* begin ENTRIES *

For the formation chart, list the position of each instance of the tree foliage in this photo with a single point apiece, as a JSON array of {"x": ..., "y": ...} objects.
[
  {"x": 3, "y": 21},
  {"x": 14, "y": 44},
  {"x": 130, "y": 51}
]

* end ENTRIES *

◆ **THE REQUEST**:
Can you restate each of the records above word for word, without changing anything?

◆ **ANSWER TO THE PROBLEM**:
For the formation chart, list the position of each instance of the tree foliage in this photo with a single point apiece, as a JSON array of {"x": ..., "y": ...} objects.
[
  {"x": 3, "y": 21},
  {"x": 14, "y": 44},
  {"x": 130, "y": 51}
]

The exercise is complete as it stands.